#### [Teks yang Diberikan]
= = = =

Faktor lainnya yaitu pengetahuan dan kesadaran akan
kesehatan, pengaruh teman, dan tempat tinggal mahasiswa. Mahasiswa berusia 19-29 tahun yang tidak memiliki rencana makan lebih banyak mengonsumsi makan makanan cepat saji dan berakibat obesitas dibandingkan dengan mahasiswa yang memiliki rencana makan (Heidal dkk., 2012). Para mahasiswa peserta penelitian ini sadar dan sangat setuju bahwa mengkonsumsi fast food dalam jumlah banyak akan berkontribusi terhadap terjadinya obesitas. Mereka juga menyadari tingginya kalori yang mereka konsumsi dari junk food. Namun, kebiasaan mereka tidak sesuai dengan pengetahuan mereka, dibuktikan oleh penelitian Abraham
dkk. (2018) bahwa 97,4% mahasiswa tetap mengkonsumsi fast food meskipun mereka
mengetahui dampak buruknya.

= = = =

#### [Data yang Diberikan]

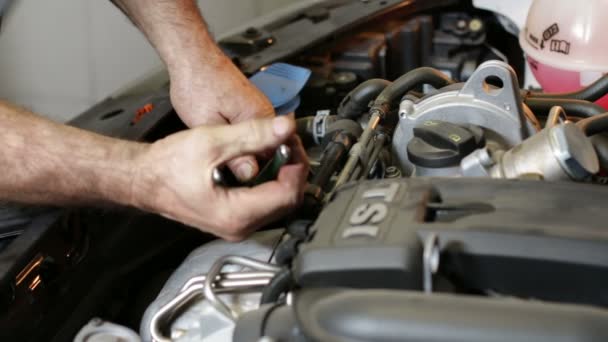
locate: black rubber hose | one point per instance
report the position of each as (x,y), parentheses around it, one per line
(594,125)
(357,102)
(280,283)
(592,93)
(286,251)
(417,77)
(333,156)
(580,108)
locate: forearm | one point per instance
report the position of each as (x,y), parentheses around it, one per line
(48,163)
(178,32)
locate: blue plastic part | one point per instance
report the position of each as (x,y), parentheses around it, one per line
(281,83)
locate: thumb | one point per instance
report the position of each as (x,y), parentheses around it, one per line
(253,136)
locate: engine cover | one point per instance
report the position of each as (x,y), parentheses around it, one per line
(494,235)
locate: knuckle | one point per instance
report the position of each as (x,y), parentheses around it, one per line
(256,131)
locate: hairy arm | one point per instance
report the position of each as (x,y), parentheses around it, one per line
(177,31)
(206,87)
(48,163)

= = = =

#### [Tugas yang Diminta]
(a) Jawablah pertanyaan berikut berdasarkan teks tentang konsumsi makanan cepat saji oleh mahasiswa.
(i) Faktor apa saja yang disebut dalam kalimat yang diawali "Faktor lainnya yaitu"?
(ii) Menurut Heidal dkk. (2012), mahasiswa berusia 19-29 tahun yang tidak memiliki apa yang lebih banyak mengonsumsi makanan cepat saji?
(iii) Berapa persen mahasiswa yang tetap mengonsumsi fast food menurut penelitian Abraham dkk. (2018)?
(b) Ringkas paragraf "Faktor lainnya yaitu pengetahuan..." dari teks tentang konsumsi makanan cepat saji oleh mahasiswa menjadi daftar butir yang memuat fakta-fakta utamanya.
(c) Lanjutkan teks tentang konsumsi makanan cepat saji oleh mahasiswa mulai dari kalimat terakhirnya.

#### [Hasil Latihan]
(a)
(i) Pengetahuan dan kesadaran akan kesehatan, pengaruh teman, dan tempat tinggal mahasiswa.
(ii) Rencana makan.
(iii) 97,4%.

(b)
- Faktor lain: pengetahuan dan kesadaran akan kesehatan, pengaruh teman, serta tempat tinggal mahasiswa.
- Mahasiswa berusia 19-29 tahun tanpa rencana makan lebih banyak mengonsumsi makanan cepat saji dan berakibat obesitas dibandingkan mahasiswa yang memiliki rencana makan (Heidal dkk., 2012).
- Mahasiswa peserta penelitian sadar dan sangat setuju bahwa konsumsi fast food dalam jumlah banyak berkontribusi terhadap obesitas.
- Mereka juga menyadari tingginya kalori dari junk food.
- Namun, kebiasaan mereka tidak sesuai dengan pengetahuan tersebut: 97,4% mahasiswa tetap mengonsumsi fast food meskipun mengetahui dampak buruknya (Abraham dkk., 2018).

(c)
Pergaulan atau teman juga berpengaruh terhadap konsumsi junk
food. Berdasarkan Abraham dkk. (2018), mahasiswa akan pergi ke restoran
penyedia fast food ketika “nongkrong” bersama teman-temannya, yang umumnya
dilakukan pada malam hari. Mereka tidak terlalu memperhatikan jumlah kalori yang dikonsumsi dari fast food ketika mereka bersosialisasi dengan teman-temannya. Selain itu, tempat tinggal turut
berpengaruh terhadap perilaku konsumsi junk food. Berdasarkan penelitian
Mardiyati (2017), jumlah mahasiswa yang mengkonsumsi fast
food sebanyak 92,9% bertempat tinggal di kos, sedangkan yang tinggal di rumah
sebesar 7,1%. Alasan memilih untuk mengonsumsi fast food pada mahasiswa yang tinggal di kos yaitu cepat, praktis dan kenyang
lebih lama.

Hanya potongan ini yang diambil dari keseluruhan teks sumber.